→ **Problem details**
Pull out every line of the records that contains the word "locomotive", matching its case exactly.

====== Records for this exercise

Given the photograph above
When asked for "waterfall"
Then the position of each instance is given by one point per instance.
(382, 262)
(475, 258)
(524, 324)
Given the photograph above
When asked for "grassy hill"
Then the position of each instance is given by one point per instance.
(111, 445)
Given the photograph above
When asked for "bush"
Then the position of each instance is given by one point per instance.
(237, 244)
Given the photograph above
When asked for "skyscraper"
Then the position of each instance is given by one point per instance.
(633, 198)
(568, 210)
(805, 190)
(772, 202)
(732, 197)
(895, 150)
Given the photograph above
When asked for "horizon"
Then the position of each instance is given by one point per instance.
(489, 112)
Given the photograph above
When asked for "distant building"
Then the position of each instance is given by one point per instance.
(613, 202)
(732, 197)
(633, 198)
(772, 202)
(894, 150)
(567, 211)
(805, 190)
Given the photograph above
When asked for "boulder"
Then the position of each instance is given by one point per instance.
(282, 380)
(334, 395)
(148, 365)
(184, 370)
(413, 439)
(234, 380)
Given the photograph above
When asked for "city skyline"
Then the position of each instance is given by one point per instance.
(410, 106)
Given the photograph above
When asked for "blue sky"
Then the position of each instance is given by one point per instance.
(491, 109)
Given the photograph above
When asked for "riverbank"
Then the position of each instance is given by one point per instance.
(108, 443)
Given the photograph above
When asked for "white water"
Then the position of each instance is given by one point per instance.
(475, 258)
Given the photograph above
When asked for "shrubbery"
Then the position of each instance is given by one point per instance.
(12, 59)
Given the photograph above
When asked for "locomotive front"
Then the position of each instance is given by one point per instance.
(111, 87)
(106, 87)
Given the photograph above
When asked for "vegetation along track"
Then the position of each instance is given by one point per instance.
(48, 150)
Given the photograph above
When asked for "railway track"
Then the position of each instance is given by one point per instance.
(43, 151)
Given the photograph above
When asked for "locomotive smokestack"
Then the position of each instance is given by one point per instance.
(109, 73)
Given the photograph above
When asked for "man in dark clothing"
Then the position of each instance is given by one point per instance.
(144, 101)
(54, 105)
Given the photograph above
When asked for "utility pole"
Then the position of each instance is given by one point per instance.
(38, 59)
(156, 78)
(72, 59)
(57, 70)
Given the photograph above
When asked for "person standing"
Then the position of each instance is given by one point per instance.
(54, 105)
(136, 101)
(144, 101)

============
====== Records for this exercise

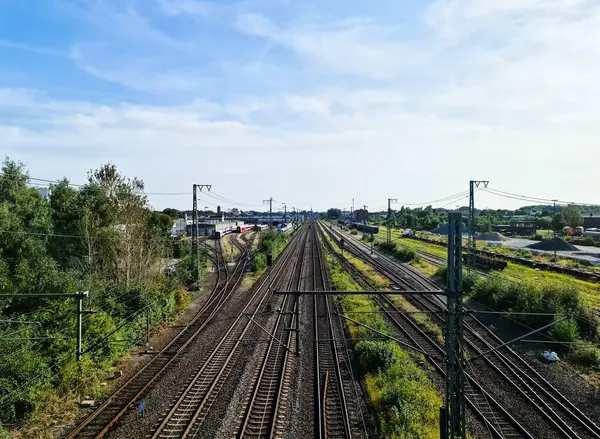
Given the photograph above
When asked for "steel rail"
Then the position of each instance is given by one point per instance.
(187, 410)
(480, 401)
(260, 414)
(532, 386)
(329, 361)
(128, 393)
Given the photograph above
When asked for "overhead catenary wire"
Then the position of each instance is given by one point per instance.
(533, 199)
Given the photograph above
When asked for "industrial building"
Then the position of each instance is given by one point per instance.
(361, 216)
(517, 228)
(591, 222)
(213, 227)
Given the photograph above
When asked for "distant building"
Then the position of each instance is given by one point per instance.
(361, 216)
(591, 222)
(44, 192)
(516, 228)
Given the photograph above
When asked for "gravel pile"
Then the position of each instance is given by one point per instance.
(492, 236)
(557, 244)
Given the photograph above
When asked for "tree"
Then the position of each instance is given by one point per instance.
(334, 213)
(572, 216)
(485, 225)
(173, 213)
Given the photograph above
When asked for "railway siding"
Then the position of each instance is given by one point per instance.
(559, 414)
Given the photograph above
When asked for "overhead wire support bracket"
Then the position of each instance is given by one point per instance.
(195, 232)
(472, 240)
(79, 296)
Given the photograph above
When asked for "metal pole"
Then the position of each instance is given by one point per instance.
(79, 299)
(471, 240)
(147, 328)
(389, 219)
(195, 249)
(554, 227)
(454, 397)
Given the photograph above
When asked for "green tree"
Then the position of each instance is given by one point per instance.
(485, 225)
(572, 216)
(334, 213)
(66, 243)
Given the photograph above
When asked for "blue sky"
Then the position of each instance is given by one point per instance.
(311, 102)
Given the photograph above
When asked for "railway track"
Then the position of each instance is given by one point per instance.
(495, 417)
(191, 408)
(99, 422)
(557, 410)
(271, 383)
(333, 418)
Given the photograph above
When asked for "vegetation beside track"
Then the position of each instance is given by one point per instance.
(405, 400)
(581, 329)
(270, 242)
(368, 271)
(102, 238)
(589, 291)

============

→ **Solution for this problem**
When asked for "locomotive front"
When asked for "locomotive smokestack"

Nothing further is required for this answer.